— The problem —
Reproduce the "Empty America" article from the words "Ching got the" through "with the series.", substituting "photography book" for "still photo series".

— Passage to read —
------------------------------------------------------------

WASHINGTON – Imagine D.C. without cars or people. Imagine the city’s most iconic sites – the Washington Monument, Dupont Circle and Capitol Hill – completely still except for the moving clouds and changing light.
Those alien images were captured over three days by director Ross Ching for his “Empty America” series, a collection of time-lapse videos that show major cities, including D.C., New York, Los Angeles, San Francisco and Seattle devoid of human life.
Ching got the idea for the project two years ago after coming across a still photo series by Matt Logue, “Empty L.A.” As a commercial and music video director, he wanted to take the concept and turn it into a motion picture. The resulting video went viral, and Ching decided to keep going with the series.
Time-lapse filmmaking can be daunting, Ching says. Multiple exposures of the same image are taken over time so that the background always stays the same. It’s the people and cars that keep moving. Those photos are then layered over each other again and again until it creates an empty space.
“The main thing is that people really find connection with things they recognize in situations they don’t recognize, which is why time-lapse is so popular,” he says. “You’re seeing something you recognize, but it’s this weird different situation that you’re not very familiar with.”
But there’s nothing sinister or apocalyptic about Ching’s videos. Instead, they show something residents and tourists rarely experience: a city at peace with itself, its most beautiful aspects on full display without the distractions of noise, pollution or the impatience of its people.
Ching hadn’t visited D.C. since he was kid, and his time spent photographing the nation’s capital gave him a new appreciation for the city.
“To see these things that you look at on TV almost every day, to actually see them in real life and especially being older, I can appreciate them now,” he says.

------------------------------------------------------------

— Information provided —
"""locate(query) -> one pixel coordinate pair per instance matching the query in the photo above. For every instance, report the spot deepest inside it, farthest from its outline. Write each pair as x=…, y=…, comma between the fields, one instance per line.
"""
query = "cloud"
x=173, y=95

------------------------------------------------------------

— Completed exercise —
Ching got the idea for the project two years ago after coming across a photography book by Matt Logue, “Empty L.A.” As a commercial and music video director, he wanted to take the concept and turn it into a motion picture. The resulting video went viral, and Ching decided to keep going with the series.